▶ [Given problem]: Arrange the lines of the material below as a numbered list, leaving out any blank lines.

--- Start ---

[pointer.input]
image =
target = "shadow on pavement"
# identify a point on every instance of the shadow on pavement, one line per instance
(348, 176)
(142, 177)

--- End ---

▶ [Expected answer]:
1. [pointer.input]
2. image =
3. target = "shadow on pavement"
4. # identify a point on every instance of the shadow on pavement, one line per instance
5. (348, 176)
6. (142, 177)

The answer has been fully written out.